Monday 2 December 2013

Nothing to be Frightened Of by Julian Barnes (2008)



A little learning makes them shallow in their religion said Cardinal Newman characterising the attitude taken by former co-religionists to one who has turned. I would add that if for 100 years there has been no religion in a very academic family then the treatment of it will be as deep as the tread of a pond skater. Julian Barnes is the flower of this culture of irreligion who feels that he has understood it well enough if 50 odd years ago he stood in assembly at school and has gone to a few burial services. He affects a wistful approach to the absence of God - I don't believe in God but I miss him. His brother Jonathan, the Ancient Greek philosophy scholar, thinks that's soppy. I concur, wet to the point of saturation and beyond: dripping a pool of aesthetic regrets. ' If I were religious then works of art that had a religious theme would incite a greater frisson'. That's my summary of his approach which is answerable by the evidence of the profound ugliness
of some sacred spaces which have been built by the most committed believers. Don't worry, a Bach Cantata would bounce off them. What matters is faith and whether it plays a role in the creation of sacred art is a matter for the individual artist. I am coming to the invidious conclusion that without faith an artist is likely to be without access to inspiration or only intermittently so. By faith I mean not merely a confessional adherence or not even that; it is more an openness to what cannot be established by reason, the more without which everything is less.

The book that might be for him an introduction to Christianity or clear-light Catholicism would be The Imitation of Christ. It's the ultimate 'you feel warm because your house is on fire' book. Then I read the fatuous judgement of his guru Rene Girard, the main source of quotable quotes in his book which mines the cahiers of Barnes's youth.

Required actions ▸
1. Please rewrite the paragraph of the review of Nothing to be Frightened Of that begins "A little learning makes them shallow" as a short bulleted list that keeps its main points.
2. From the review, copy out the passage from "The book that" to "of Barnes's youth." word for word.
Use only the review above for your answers.

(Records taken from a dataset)
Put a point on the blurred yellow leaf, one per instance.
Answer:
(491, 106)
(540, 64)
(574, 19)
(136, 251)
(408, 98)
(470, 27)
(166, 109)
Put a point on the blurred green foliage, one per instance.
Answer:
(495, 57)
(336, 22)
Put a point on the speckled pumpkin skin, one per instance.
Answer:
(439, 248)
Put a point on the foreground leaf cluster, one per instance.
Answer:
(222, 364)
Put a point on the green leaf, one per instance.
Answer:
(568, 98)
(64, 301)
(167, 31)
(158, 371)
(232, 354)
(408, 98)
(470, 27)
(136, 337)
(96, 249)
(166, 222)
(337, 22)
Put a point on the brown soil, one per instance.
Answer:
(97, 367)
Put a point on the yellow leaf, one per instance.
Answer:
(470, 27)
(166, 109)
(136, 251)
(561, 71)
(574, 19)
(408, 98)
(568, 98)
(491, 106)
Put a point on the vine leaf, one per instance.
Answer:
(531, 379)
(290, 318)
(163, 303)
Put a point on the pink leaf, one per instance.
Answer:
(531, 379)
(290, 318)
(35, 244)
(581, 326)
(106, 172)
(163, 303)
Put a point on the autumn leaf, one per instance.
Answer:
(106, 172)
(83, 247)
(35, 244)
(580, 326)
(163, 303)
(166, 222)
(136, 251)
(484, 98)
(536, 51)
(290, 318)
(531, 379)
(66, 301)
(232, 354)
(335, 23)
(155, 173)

Your responses ▸
1.
- Cardinal Newman said "a little learning makes them shallow in their religion" about how former co-religionists view someone who has turned.
- The reviewer adds that when a very academic family has had no religion for 100 years, its treatment of religion is as deep as the tread of a pond skater.
- Julian Barnes is called the flower of this culture of irreligion. His understanding of religion rests on standing in school assembly some 50 years ago and attending a few burial services.
- Barnes takes a wistful stance: "I don't believe in God but I miss him." His brother Jonathan, a scholar of Ancient Greek philosophy, finds this soppy, and the reviewer agrees, calling it saturated with aesthetic regrets.
- The reviewer sums up Barnes's view as the idea that religious belief would make religious art more thrilling. The reviewer answers this by pointing to the profound ugliness of some sacred spaces built by deeply committed believers.
- In the reviewer's view, faith is what matters, and whether it shapes sacred art is up to each artist.
- The reviewer concludes that an artist without faith probably has no access to inspiration, or has it only now and then. Here faith means an openness to what reason cannot establish, "the more without which everything is less."

2.
The book that might be for him an introduction to Christianity or clear-light Catholicism would be The Imitation of Christ. It's the ultimate 'you feel warm because your house is on fire' book. Then I read the fatuous judgement of his guru Rene Girard, the main source of quotable quotes in his book which mines the cahiers of Barnes's youth.